begin ITEMS

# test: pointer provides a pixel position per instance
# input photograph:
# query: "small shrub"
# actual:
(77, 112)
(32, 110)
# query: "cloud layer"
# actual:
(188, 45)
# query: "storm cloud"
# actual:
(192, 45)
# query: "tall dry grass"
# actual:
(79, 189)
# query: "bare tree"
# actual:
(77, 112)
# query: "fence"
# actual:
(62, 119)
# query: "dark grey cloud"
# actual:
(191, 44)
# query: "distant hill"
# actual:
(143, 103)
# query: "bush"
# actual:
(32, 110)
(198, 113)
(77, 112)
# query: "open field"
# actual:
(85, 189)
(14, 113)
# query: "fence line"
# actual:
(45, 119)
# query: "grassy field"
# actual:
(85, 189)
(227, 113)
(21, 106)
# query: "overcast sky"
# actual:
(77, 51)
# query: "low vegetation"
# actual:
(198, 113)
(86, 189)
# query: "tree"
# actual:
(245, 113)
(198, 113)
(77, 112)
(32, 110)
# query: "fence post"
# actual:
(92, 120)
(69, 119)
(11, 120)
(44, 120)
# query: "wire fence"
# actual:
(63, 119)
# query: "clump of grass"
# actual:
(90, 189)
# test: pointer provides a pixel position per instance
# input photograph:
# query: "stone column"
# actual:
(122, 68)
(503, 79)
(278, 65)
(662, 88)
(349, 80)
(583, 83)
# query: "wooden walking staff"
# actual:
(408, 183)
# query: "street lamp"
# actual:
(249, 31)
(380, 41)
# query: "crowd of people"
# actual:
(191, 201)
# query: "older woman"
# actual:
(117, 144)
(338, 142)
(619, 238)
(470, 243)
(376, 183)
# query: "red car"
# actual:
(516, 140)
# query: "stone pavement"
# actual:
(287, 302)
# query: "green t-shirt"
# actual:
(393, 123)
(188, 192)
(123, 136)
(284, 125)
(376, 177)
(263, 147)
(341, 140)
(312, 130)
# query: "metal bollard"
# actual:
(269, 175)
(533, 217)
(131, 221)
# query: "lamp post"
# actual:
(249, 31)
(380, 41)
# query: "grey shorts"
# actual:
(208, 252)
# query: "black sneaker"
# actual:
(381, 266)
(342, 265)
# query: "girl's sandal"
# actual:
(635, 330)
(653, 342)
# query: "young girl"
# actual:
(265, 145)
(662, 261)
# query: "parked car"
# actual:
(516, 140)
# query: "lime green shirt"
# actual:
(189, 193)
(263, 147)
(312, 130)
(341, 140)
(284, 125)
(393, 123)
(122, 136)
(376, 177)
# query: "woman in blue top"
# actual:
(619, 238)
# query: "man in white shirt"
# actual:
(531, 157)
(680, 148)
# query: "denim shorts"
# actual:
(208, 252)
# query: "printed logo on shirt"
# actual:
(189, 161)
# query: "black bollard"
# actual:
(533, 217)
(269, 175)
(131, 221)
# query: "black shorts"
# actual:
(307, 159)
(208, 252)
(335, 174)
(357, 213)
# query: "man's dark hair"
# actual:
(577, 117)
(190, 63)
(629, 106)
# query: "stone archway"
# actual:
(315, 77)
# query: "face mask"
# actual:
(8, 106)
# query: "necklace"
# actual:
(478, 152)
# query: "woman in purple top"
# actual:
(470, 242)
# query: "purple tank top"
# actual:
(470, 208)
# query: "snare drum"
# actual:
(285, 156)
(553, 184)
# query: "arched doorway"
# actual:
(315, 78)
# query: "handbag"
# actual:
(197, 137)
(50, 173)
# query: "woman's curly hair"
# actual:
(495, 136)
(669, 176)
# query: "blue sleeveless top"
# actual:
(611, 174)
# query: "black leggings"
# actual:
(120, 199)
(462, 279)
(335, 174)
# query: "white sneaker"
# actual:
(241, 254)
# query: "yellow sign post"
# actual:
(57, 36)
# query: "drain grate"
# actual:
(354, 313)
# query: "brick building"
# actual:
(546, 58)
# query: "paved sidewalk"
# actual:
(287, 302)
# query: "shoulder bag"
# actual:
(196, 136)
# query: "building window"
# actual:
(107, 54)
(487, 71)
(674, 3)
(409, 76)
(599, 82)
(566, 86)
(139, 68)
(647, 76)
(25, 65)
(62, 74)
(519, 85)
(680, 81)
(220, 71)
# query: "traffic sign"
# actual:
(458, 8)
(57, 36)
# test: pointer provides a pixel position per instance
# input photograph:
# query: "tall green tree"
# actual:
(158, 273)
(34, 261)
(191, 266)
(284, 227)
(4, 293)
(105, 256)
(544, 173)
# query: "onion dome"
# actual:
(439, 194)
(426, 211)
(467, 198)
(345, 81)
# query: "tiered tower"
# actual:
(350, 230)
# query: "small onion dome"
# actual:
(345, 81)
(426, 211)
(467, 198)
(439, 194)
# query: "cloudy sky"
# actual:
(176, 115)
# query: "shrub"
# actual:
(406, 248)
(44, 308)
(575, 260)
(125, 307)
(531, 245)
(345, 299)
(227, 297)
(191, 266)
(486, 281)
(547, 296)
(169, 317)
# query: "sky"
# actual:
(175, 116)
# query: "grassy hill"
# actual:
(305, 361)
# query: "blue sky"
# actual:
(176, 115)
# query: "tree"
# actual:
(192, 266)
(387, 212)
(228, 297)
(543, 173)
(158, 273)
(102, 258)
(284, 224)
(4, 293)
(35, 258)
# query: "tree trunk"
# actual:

end ITEMS

### TO DO
Extract each entry in full, exactly as given.

### ANSWER TO THIS EXERCISE
# test: pointer provides a pixel position per instance
# input photograph:
# query: "small shrub"
# actual:
(77, 112)
(32, 110)
# query: "cloud layer"
# actual:
(188, 45)
# query: "storm cloud"
# actual:
(192, 45)
# query: "tall dry grass"
# actual:
(79, 189)
# query: "bare tree"
# actual:
(77, 112)
# query: "fence"
# actual:
(62, 119)
# query: "dark grey cloud"
# actual:
(191, 44)
# query: "distant hill"
# actual:
(143, 103)
# query: "bush"
# actual:
(32, 110)
(198, 113)
(77, 112)
# query: "open field"
# actual:
(85, 189)
(14, 113)
# query: "fence line"
# actual:
(45, 119)
# query: "grassy field"
# actual:
(85, 189)
(227, 113)
(21, 106)
# query: "overcast sky"
# actual:
(77, 51)
# query: "low vegetation"
# actual:
(198, 113)
(86, 189)
# query: "tree"
# actual:
(245, 113)
(198, 113)
(77, 112)
(32, 110)
# query: "fence post"
# actual:
(92, 120)
(69, 119)
(11, 120)
(44, 120)
# query: "wire fence"
# actual:
(63, 119)
# query: "clump of grass"
# actual:
(90, 189)
# test: pointer provides a pixel position per instance
# input photograph:
# query: "stone column"
# actual:
(122, 68)
(503, 79)
(278, 65)
(662, 88)
(349, 80)
(583, 83)
# query: "wooden walking staff"
# actual:
(408, 183)
# query: "street lamp"
# actual:
(249, 31)
(380, 41)
# query: "crowd of people"
# actual:
(191, 201)
# query: "older woman"
# actual:
(117, 144)
(338, 142)
(619, 238)
(470, 243)
(376, 183)
# query: "red car"
# actual:
(516, 140)
# query: "stone pavement"
# actual:
(287, 302)
# query: "green t-shirt"
# actual:
(393, 123)
(188, 192)
(123, 136)
(284, 125)
(376, 177)
(263, 147)
(341, 140)
(312, 130)
# query: "metal bollard"
# actual:
(269, 175)
(533, 217)
(131, 221)
# query: "lamp post"
# actual:
(249, 31)
(380, 41)
# query: "grey shorts"
# actual:
(208, 252)
# query: "black sneaker"
# actual:
(381, 266)
(342, 265)
# query: "girl's sandal"
# actual:
(635, 330)
(653, 342)
# query: "young girl"
# actual:
(265, 145)
(662, 261)
# query: "parked car"
# actual:
(516, 140)
# query: "lime green shirt"
# actual:
(189, 193)
(263, 147)
(312, 130)
(341, 140)
(284, 125)
(393, 123)
(122, 136)
(376, 177)
# query: "woman in blue top"
# actual:
(619, 238)
# query: "man in white shirt"
# actual:
(531, 157)
(680, 148)
# query: "denim shorts"
# actual:
(208, 252)
# query: "printed logo on shirt"
# actual:
(189, 161)
# query: "black bollard"
# actual:
(533, 217)
(269, 175)
(131, 221)
# query: "black shorts"
# actual:
(307, 159)
(208, 252)
(335, 174)
(357, 213)
# query: "man's dark hair"
# actual:
(577, 117)
(190, 63)
(629, 106)
# query: "stone archway"
# actual:
(315, 77)
# query: "face mask"
# actual:
(8, 106)
# query: "necklace"
# actual:
(478, 152)
# query: "woman in purple top"
# actual:
(470, 242)
# query: "purple tank top"
# actual:
(470, 208)
# query: "snare drum"
# actual:
(285, 156)
(553, 184)
# query: "arched doorway"
# actual:
(315, 78)
# query: "handbag"
# actual:
(197, 137)
(50, 173)
# query: "woman's curly hair"
# actual:
(495, 136)
(669, 176)
# query: "blue sleeveless top"
# actual:
(611, 174)
# query: "black leggings"
# actual:
(120, 199)
(462, 279)
(335, 174)
# query: "white sneaker"
# actual:
(241, 254)
# query: "yellow sign post"
# actual:
(57, 36)
# query: "drain grate"
# actual:
(354, 313)
# query: "brick building"
# actual:
(546, 58)
# query: "paved sidewalk"
# actual:
(287, 302)
# query: "shoulder bag"
# actual:
(196, 136)
# query: "building window"
# actual:
(107, 54)
(487, 71)
(674, 3)
(409, 76)
(599, 82)
(566, 86)
(139, 68)
(647, 76)
(25, 65)
(62, 74)
(519, 85)
(680, 81)
(220, 71)
# query: "traffic sign"
# actual:
(458, 8)
(57, 36)
# test: pointer provides a pixel position per instance
# input photograph:
# query: "tall green tree"
# actual:
(158, 273)
(34, 261)
(191, 266)
(284, 227)
(4, 293)
(105, 256)
(544, 173)
# query: "onion dome"
# actual:
(439, 194)
(426, 211)
(467, 198)
(345, 81)
# query: "tiered tower"
# actual:
(350, 230)
# query: "small onion dome"
# actual:
(345, 81)
(426, 211)
(467, 198)
(439, 194)
# query: "cloudy sky"
# actual:
(176, 115)
# query: "shrub"
# actual:
(406, 248)
(44, 308)
(575, 260)
(125, 307)
(531, 245)
(345, 299)
(227, 297)
(191, 266)
(486, 281)
(547, 296)
(169, 317)
# query: "sky"
# actual:
(175, 116)
# query: "grassy hill"
# actual:
(305, 361)
# query: "blue sky"
# actual:
(176, 115)
# query: "tree"
# actual:
(192, 266)
(387, 212)
(228, 297)
(543, 173)
(158, 273)
(102, 258)
(284, 224)
(4, 293)
(35, 258)
# query: "tree trunk"
# actual:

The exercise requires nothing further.